The data>
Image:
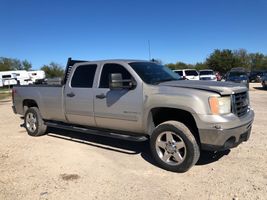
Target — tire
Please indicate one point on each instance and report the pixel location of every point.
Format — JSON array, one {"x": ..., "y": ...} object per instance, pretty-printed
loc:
[
  {"x": 174, "y": 147},
  {"x": 34, "y": 123}
]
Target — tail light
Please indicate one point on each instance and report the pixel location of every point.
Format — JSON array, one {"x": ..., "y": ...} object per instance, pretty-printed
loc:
[{"x": 13, "y": 93}]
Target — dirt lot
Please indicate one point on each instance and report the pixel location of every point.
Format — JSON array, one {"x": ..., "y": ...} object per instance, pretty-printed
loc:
[{"x": 68, "y": 165}]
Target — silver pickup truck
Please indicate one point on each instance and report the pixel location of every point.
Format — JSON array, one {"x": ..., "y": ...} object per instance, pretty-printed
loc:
[{"x": 138, "y": 100}]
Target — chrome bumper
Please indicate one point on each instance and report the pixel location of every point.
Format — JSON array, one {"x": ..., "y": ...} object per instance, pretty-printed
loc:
[{"x": 217, "y": 139}]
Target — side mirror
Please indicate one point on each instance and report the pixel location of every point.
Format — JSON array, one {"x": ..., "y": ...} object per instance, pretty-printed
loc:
[{"x": 116, "y": 82}]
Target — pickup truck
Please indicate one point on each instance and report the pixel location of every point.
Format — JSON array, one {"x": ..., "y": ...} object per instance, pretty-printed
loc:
[{"x": 140, "y": 100}]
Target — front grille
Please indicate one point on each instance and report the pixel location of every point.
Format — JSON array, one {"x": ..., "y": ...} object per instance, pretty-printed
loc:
[{"x": 240, "y": 104}]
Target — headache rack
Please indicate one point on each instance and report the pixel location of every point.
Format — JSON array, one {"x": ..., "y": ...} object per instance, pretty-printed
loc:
[
  {"x": 240, "y": 103},
  {"x": 69, "y": 66}
]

Given exercise> Rewrite all of the records above, changing "pixel location" to "pixel coordinates" wherever it occurs and keeping everything else the same. Omit the pictures from your answer.

Result for this exercise>
Image:
Target — tire
Please indicate one point on each instance and report the pixel coordinates of every point.
Format — JSON array, one {"x": ..., "y": ...} object per instance, pretty-printed
loc:
[
  {"x": 174, "y": 147},
  {"x": 34, "y": 123}
]
Target — tail light
Please indicate one point on each instance and report the pixel coordinates of every point.
Format — JSON array, one {"x": ..., "y": ...} object per instance, pretty-printed
loc:
[{"x": 13, "y": 93}]
Target — dirt lot
Please indicate one point on each instance and report the pixel coordinates of every point.
Format — JSON array, one {"x": ..., "y": ...} object per instance, pretty-printed
loc:
[{"x": 68, "y": 165}]
Target — silver pickup truck
Please indicate one point on each instance and report the pixel coordinates of every point.
Format — JSON array, one {"x": ..., "y": ...} object per instance, pretty-printed
loc:
[{"x": 138, "y": 100}]
Target — chrome bumper
Please indicate one point on each instance and report the pixel coordinates of every point.
Format — JSON array, one {"x": ..., "y": ...} object per instance, pretty-printed
loc:
[{"x": 217, "y": 139}]
Target — side mirror
Please indicate one point on each instance and report the pixel coordinates of every point.
Format — JSON array, one {"x": ..., "y": ...} object per instance, pretty-printed
loc:
[{"x": 116, "y": 82}]
Target — pickup truck
Please indicate one point on each instance and report the pixel coordinates of every point.
Format — JSON array, one {"x": ..., "y": ...} object per instance, pretty-printed
loc:
[{"x": 140, "y": 100}]
Target — front grille
Please indicate one point on each instance and report the pixel coordinates of every point.
Format — JSON array, one {"x": ..., "y": ...} object per instance, pretty-printed
loc:
[{"x": 240, "y": 104}]
Target — headache rack
Please indicate one point on each instance and report the pixel coordinates of every point.
Format — JSON array, one {"x": ..., "y": ...} object per instance, pretty-printed
loc:
[
  {"x": 240, "y": 103},
  {"x": 69, "y": 66}
]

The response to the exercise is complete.